La única ventaja de un año espantoso, apartados por decreto de casi todo lo que nos hace felices, debiera ser esa: poner cada cosa en su sitio, es decir, valorar con precisión y calibrar con el peso justo lo que es importante y lo que no. Y sin embargo, 14 meses después, sigue habiendo quien no ha entendido nada. No hay, en las imágenes de la estampida tras levantarse el estado de alarma ni memoria ni aprendizaje.
Más de un año después no puede hablarse de inconsciencia porque para eso tendría que faltar información y los medios de comunicación han proporcionado abundantes relatos de los estragos de la covid en residencias de ancianos, en familias, en médicos exhaustos. Lo intentó de nuevo Carles Francino — ¡bienvenido!— este lunes en su regreso a La Ventana de la cadena SER, a la que dejó de asomarse durante 47 días. El periodista expuso su vulnerabilidad ante los micrófonos para ofrecer, una vez más, información de servicio: cómo se fue a casa un día “cabreado como una mona”, tras haber mantenido contacto estrecho con un contagiado; cómo pensó que era “una medida exagerada” y que a él no le podía tocar, porque es “deportista y fuerte”; cómo se equivocó, “porque este puñetero virus no entiende a deporte, ni a razones, ni a nada”; cómo a los cinco días tuvo que ingresar de urgencia en el hospital; cómo el bicho le provocó un ictus; cómo perdió la voz, masa muscular, seis o siete kilos; cómo él salió, pero aquel contacto estrecho, un pariente muy próximo, murió el 12 de abril, y otra familiar se recupera “muy lentamente” de las secuelas tras pasar más de un mes en la UCI.

□ □ □

Lista de tareas -
1/ Enumera todo lo que, según el texto, perdió Carles Francino por el virus.
2/ ¿Durante cuántos días dejó Carles Francino de asomarse a La Ventana, según el texto?
3/ Reproduce sin cambios el fragmento del texto que se abre con las palabras "La única ventaja" y se cierra con "memoria ni aprendizaje.".
Usa únicamente el texto para responder.

□ □ □

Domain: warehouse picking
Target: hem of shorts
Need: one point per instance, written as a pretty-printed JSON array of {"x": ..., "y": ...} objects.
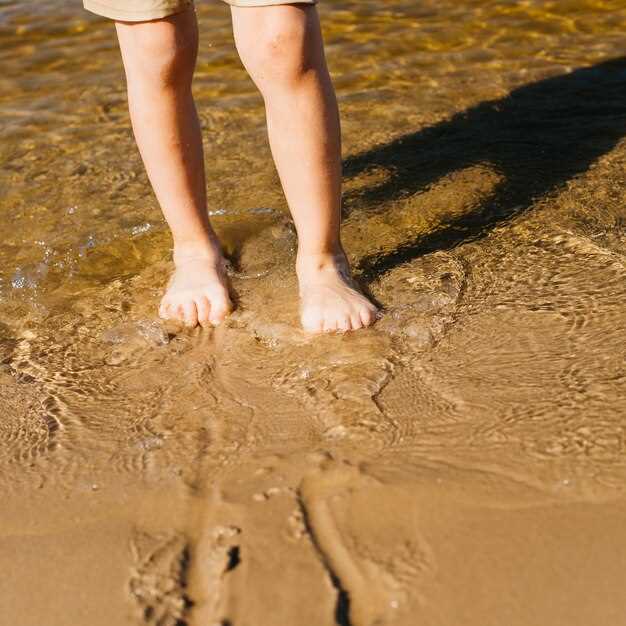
[
  {"x": 133, "y": 16},
  {"x": 266, "y": 3}
]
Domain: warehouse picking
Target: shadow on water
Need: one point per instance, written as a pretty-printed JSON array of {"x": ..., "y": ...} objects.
[{"x": 537, "y": 138}]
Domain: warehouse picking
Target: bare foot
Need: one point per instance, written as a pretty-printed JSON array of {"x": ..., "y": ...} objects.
[
  {"x": 197, "y": 292},
  {"x": 329, "y": 298}
]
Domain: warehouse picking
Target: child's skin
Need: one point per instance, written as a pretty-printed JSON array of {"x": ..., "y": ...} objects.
[{"x": 281, "y": 47}]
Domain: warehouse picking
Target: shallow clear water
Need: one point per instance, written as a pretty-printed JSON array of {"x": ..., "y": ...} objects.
[{"x": 484, "y": 209}]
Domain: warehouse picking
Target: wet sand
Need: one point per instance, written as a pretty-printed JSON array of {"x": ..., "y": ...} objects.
[{"x": 462, "y": 462}]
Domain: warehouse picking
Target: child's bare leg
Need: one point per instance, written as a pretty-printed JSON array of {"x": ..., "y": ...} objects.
[
  {"x": 281, "y": 47},
  {"x": 159, "y": 58}
]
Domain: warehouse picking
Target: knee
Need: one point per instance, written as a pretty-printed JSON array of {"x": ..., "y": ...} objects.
[
  {"x": 161, "y": 55},
  {"x": 281, "y": 54}
]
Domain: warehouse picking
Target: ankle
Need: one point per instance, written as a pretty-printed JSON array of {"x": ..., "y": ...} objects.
[
  {"x": 308, "y": 263},
  {"x": 208, "y": 249}
]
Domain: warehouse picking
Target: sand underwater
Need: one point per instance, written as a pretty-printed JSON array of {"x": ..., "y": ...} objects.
[{"x": 461, "y": 463}]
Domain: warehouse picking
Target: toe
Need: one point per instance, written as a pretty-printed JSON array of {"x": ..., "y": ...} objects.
[
  {"x": 329, "y": 325},
  {"x": 189, "y": 313},
  {"x": 204, "y": 310},
  {"x": 219, "y": 311},
  {"x": 343, "y": 324},
  {"x": 355, "y": 321}
]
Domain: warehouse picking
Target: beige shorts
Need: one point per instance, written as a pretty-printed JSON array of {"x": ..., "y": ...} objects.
[{"x": 144, "y": 10}]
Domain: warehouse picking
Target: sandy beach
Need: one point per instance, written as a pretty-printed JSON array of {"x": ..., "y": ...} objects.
[{"x": 461, "y": 463}]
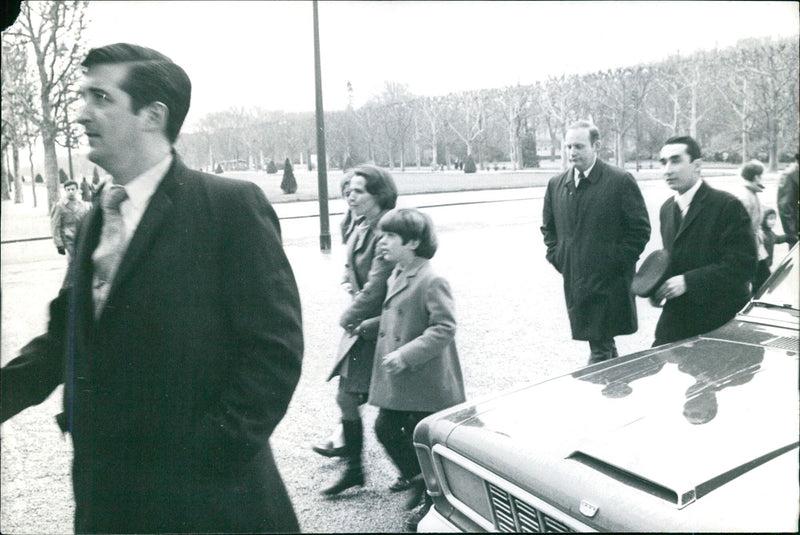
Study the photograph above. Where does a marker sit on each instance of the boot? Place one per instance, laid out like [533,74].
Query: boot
[353,475]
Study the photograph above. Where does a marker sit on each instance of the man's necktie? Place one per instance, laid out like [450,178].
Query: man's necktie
[678,215]
[112,241]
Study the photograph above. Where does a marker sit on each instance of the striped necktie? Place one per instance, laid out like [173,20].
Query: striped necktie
[109,251]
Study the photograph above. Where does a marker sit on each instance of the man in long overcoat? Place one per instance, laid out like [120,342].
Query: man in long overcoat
[179,365]
[595,226]
[713,254]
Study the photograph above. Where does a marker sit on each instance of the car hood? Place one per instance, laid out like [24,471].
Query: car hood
[682,417]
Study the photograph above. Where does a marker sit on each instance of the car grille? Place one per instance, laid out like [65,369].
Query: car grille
[512,515]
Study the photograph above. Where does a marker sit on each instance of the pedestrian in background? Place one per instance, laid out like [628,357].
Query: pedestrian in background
[417,371]
[67,215]
[595,226]
[371,193]
[789,199]
[86,191]
[712,251]
[752,173]
[334,444]
[769,239]
[180,341]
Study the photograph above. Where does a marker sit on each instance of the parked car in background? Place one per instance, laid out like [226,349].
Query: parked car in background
[697,435]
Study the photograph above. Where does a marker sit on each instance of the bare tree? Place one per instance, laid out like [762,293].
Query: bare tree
[465,118]
[17,104]
[52,32]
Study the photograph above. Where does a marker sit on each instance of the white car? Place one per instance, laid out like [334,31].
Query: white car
[699,435]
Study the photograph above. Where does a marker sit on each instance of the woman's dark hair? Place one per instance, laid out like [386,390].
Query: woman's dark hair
[692,147]
[768,212]
[752,169]
[411,224]
[151,77]
[380,184]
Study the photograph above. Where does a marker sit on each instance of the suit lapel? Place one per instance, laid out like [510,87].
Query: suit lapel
[694,208]
[83,269]
[158,208]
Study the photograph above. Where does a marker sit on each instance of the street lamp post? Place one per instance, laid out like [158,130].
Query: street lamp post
[322,166]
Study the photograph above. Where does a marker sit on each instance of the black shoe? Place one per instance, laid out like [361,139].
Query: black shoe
[413,520]
[417,486]
[352,477]
[327,450]
[400,484]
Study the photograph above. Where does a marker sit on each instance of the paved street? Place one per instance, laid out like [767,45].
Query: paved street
[512,328]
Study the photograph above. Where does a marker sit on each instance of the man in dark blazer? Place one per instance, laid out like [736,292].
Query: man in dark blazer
[712,249]
[595,226]
[177,369]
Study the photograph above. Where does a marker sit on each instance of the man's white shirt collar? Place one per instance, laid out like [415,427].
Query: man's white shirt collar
[585,173]
[139,191]
[684,199]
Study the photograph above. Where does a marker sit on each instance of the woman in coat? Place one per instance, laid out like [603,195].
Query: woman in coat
[416,370]
[371,193]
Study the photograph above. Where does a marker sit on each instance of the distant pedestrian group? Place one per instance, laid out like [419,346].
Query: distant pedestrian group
[178,333]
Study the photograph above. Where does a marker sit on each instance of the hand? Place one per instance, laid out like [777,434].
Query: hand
[393,363]
[672,288]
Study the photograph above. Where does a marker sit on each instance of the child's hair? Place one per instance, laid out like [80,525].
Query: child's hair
[411,224]
[768,212]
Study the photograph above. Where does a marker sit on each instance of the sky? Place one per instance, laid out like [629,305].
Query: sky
[261,53]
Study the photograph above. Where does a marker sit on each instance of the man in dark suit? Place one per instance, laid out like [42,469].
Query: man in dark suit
[180,342]
[712,249]
[595,226]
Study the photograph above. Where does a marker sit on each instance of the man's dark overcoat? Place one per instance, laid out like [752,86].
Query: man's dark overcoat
[594,235]
[172,393]
[715,250]
[366,271]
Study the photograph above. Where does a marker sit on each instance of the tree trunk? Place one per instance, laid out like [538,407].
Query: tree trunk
[5,194]
[19,196]
[773,145]
[69,155]
[50,167]
[434,151]
[33,175]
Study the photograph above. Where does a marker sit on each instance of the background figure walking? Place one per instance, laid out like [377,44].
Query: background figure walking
[180,341]
[417,371]
[789,200]
[595,226]
[712,252]
[67,215]
[371,193]
[752,173]
[769,239]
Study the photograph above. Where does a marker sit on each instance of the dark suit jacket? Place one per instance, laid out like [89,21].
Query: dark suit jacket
[715,250]
[366,271]
[172,394]
[594,236]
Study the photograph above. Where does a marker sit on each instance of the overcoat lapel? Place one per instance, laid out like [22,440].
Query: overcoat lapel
[694,209]
[84,269]
[154,216]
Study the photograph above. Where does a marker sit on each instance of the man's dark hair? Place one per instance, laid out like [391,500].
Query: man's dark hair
[380,184]
[411,224]
[151,77]
[692,147]
[752,169]
[594,132]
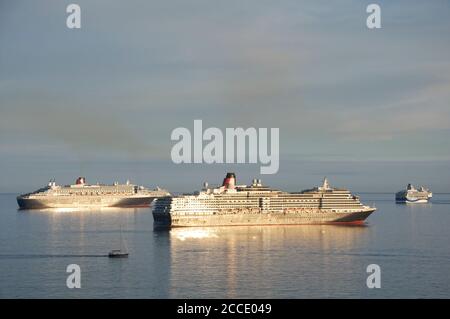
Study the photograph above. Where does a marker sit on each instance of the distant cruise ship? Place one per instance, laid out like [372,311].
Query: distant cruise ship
[84,195]
[257,204]
[413,195]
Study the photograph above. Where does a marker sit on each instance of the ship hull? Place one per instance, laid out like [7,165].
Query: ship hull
[168,220]
[83,202]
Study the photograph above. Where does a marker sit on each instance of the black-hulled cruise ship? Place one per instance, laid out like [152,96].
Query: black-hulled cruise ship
[83,195]
[257,204]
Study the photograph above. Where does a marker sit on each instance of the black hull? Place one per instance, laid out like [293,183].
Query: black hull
[33,203]
[167,220]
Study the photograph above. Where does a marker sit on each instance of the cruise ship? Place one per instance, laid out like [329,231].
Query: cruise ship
[82,195]
[413,195]
[256,204]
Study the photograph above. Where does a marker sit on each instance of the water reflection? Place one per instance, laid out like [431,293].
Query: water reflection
[226,261]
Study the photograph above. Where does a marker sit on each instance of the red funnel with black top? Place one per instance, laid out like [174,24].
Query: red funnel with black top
[229,181]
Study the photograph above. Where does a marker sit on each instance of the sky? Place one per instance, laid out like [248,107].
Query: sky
[368,108]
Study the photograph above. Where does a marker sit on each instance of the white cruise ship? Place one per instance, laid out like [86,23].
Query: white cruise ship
[256,204]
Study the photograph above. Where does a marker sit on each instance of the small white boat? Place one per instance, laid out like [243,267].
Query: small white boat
[117,253]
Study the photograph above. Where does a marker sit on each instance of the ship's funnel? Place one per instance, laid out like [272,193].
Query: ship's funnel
[229,181]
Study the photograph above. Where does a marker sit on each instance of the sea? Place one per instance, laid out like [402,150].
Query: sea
[409,244]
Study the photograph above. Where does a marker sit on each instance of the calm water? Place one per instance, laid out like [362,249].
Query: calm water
[410,243]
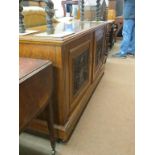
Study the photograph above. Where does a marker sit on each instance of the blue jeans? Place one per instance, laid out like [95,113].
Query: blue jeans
[128,42]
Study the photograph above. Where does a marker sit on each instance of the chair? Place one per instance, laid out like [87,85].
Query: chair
[68,2]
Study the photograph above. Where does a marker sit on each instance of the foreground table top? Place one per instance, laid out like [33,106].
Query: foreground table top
[35,80]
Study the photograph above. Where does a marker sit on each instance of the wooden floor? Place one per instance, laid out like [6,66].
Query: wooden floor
[108,118]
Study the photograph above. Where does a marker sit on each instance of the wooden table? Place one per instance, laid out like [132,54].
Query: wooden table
[35,89]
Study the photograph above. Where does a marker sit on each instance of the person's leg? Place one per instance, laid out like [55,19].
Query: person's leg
[131,49]
[127,35]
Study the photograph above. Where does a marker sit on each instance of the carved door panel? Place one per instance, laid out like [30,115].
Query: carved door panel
[99,51]
[80,62]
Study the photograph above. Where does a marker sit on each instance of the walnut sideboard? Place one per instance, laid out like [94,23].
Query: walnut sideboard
[78,61]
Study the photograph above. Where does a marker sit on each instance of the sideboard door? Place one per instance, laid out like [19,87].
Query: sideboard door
[80,66]
[99,51]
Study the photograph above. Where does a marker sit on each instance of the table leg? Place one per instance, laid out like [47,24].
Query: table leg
[51,128]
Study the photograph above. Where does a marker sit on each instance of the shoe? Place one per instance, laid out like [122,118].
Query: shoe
[131,54]
[119,55]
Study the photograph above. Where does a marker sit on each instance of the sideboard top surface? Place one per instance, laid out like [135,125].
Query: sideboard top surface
[29,66]
[76,28]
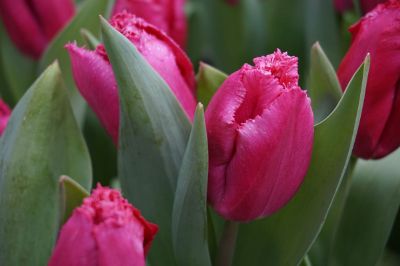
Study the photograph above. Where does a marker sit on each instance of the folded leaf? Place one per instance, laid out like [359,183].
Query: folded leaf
[87,17]
[208,81]
[154,131]
[72,195]
[285,238]
[189,217]
[369,213]
[42,141]
[323,84]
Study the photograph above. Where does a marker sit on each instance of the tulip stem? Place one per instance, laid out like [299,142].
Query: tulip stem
[227,244]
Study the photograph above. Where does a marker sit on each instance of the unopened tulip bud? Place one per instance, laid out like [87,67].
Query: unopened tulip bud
[105,230]
[95,79]
[32,24]
[167,15]
[377,33]
[5,113]
[260,134]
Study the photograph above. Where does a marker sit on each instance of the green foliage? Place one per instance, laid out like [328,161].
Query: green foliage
[189,216]
[42,142]
[285,238]
[154,131]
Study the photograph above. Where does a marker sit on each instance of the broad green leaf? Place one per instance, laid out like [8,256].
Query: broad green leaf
[208,81]
[285,237]
[319,252]
[323,85]
[88,18]
[189,216]
[18,70]
[154,131]
[369,213]
[71,196]
[42,142]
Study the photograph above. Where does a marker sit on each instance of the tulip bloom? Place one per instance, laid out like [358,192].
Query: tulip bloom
[365,5]
[260,134]
[31,24]
[167,15]
[105,230]
[5,113]
[95,79]
[377,33]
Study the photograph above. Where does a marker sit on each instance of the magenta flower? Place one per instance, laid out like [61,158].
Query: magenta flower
[31,24]
[5,114]
[167,15]
[105,230]
[377,33]
[365,5]
[260,133]
[95,79]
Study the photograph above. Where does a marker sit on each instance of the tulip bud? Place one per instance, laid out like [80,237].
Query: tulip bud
[105,230]
[31,24]
[377,33]
[260,134]
[5,113]
[96,82]
[167,15]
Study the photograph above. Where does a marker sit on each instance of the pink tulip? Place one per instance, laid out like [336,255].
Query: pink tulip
[260,134]
[95,79]
[365,5]
[31,24]
[105,230]
[377,33]
[5,114]
[167,15]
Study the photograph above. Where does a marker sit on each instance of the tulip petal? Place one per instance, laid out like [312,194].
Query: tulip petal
[120,246]
[373,34]
[163,54]
[76,243]
[96,82]
[274,150]
[5,113]
[167,15]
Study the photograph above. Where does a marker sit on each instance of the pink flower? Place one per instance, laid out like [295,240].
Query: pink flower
[5,114]
[105,230]
[95,79]
[31,24]
[377,33]
[260,134]
[365,5]
[167,15]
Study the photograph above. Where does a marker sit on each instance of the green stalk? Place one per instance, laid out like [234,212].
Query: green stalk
[227,244]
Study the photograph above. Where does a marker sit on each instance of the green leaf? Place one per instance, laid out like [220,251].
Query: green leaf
[321,25]
[208,81]
[42,141]
[18,70]
[189,216]
[72,195]
[285,237]
[319,252]
[88,18]
[90,40]
[154,131]
[323,85]
[369,213]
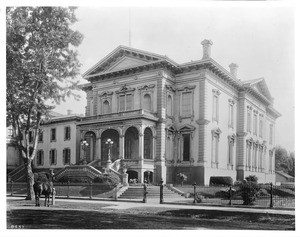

□ □ □

Tus respuestas -
1/ La voz, masa muscular y seis o siete kilos.

2/ Durante 47 días.

3/
La única ventaja de un año espantoso, apartados por decreto de casi todo lo que nos hace felices, debiera ser esa: poner cada cosa en su sitio, es decir, valorar con precisión y calibrar con el peso justo lo que es importante y lo que no. Y sin embargo, 14 meses después, sigue habiendo quien no ha entendido nada. No hay, en las imágenes de la estampida tras levantarse el estado de alarma ni memoria ni aprendizaje.